Pauline Frommer: It's Tragic That Europe Bans Americans, But I Agree

It’s official: Americans are not welcome in Europe, at least not in the near future.

That’s the decision that the European Union formally announced today with its list of nations that will be welcomed back come July 1. America isn't on it.

Right now, the E.U. trusts 14 nations, including Rwanda, Algeria, Uruguay, New Zealand, Australia, and Tunisia, more than the United States.

This move doesn’t come as a surprise to the Frommers.com team. Back on April 20, our Editor-in-Chief Jason Cochran warned that the U.S.A. would soon become a pariah state once travel returned. "America now stands out in this crisis," he wrote. "The known infection rate for America is bad enough; but if you're a world leader, the more terrifying unknown is the massive number of Americans who might be carriers but don't know it because testing has been so thin."

He wrote: "If the United States itself knew of another country with the same infection rate and track record, it would ban that country. Viral hotspots are being excluded, so Americans should now be ready to accept months or even years of exclusion themselves now that their country has become a conflagration."

The E.U. is primarily basing its decision on science, not politics. By the bloc's rules, which level the playing field for all countries, a nation’s Covid-19 infection rate must have been close to or below 16 per 100,000 inhabitants over the last 14 days. So for those who make the argument that the U.S.A. is being targeted because of its large population: No, it’s not America’s total infections that are keeping Americans out; it’s the distressing per-capita rate.

▶ **DATASET**:
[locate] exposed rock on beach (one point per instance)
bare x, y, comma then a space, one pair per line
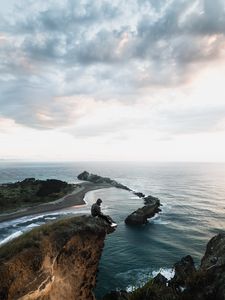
141, 215
99, 179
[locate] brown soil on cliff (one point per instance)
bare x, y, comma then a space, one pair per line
55, 261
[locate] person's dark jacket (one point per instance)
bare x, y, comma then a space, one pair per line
95, 210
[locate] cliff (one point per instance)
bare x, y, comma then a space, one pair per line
205, 283
55, 261
86, 176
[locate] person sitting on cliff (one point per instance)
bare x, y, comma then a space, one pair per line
96, 212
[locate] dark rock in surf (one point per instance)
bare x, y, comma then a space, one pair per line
141, 215
140, 195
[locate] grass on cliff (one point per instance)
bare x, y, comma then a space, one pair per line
30, 192
58, 233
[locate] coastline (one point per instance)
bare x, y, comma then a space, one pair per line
76, 198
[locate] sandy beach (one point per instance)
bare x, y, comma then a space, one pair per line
73, 199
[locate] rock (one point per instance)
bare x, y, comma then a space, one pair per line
159, 279
86, 176
117, 295
30, 192
184, 270
205, 283
54, 261
140, 195
150, 199
141, 215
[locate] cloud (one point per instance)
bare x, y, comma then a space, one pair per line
101, 50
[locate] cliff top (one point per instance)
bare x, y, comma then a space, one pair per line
58, 232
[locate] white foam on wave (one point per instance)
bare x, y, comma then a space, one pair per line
140, 276
166, 272
11, 237
32, 225
160, 221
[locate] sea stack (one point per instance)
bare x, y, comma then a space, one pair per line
141, 215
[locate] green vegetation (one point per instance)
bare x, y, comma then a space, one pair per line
57, 231
30, 192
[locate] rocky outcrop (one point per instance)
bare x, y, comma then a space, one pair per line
55, 262
86, 176
205, 283
30, 192
141, 215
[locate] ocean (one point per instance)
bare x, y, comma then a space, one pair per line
193, 211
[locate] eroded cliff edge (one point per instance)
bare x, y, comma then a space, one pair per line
55, 261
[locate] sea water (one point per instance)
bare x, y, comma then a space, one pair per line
193, 211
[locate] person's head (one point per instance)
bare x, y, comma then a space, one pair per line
99, 201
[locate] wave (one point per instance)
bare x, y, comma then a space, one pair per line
11, 237
138, 277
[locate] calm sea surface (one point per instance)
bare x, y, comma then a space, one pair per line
193, 198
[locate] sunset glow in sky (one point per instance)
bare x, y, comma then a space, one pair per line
112, 80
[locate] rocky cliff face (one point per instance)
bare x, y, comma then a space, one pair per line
205, 283
54, 262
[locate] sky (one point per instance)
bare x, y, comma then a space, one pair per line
137, 80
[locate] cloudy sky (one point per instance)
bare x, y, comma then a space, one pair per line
112, 80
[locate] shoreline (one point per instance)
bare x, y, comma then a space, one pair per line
76, 198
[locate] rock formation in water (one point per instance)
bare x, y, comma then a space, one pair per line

▶ **DIRECTIONS**:
**A.** In the piece on the E.U. barring American travelers, condense the paragraph beginning "The E.U. is primarily basing its decision" into a short bulleted list that keeps its main facts.
**B.** Extend the piece on the E.U. barring American travelers, starting right after its final sentence.
The items play no part in this work.

▶ **EXPECTED OUTPUTS**:
**A.**
- The E.U. bases its decision mainly on science, not politics.
- Its rules treat all countries equally: a nation's Covid-19 infection rate must have been close to or below 16 per 100,000 inhabitants over the last 14 days.
- America is excluded because of its high per-capita infection rate, not its total infections or large population.

**B.**
The European Union will also look at the strategies each nation is using in the battle against the pandemic, such as testing practices and reopening plans. Since the United States has no national strategy, we’re out of luck on this front, too.

Again, this was not unexpected. But the announcement feels like a body blow because it marks the end of a glorious era.

The United States, after all, has always been at the forefront of the world’s scientific community. Science was part of the national identity. Among our Founders, Benjamin Franklin made essential discoveries regarding electricity and other phenomena, Thomas Jefferson was at the vanguard of agricultural science, and David Rittenhouse was an important astronomer.

America's immigration policies encouraged the world’s greatest scientists to make a home here: Alexander Graham Bell moved from Scotland in 1872, Nikola Tesla arrived from Serbia two years later, and Vladimir Zworykin (inventor of the television) came from Russia in 1919. Most famous were the minds who fled Europe and Nazi Germany, including Albert Einstein and Enrico Fermi.

Today, tragically, the United States no longer leads with science. If it did, the federal government would have stepped in to regulate mask usage and institute safety protocols at airports and the other transportation facilities that knit the country together.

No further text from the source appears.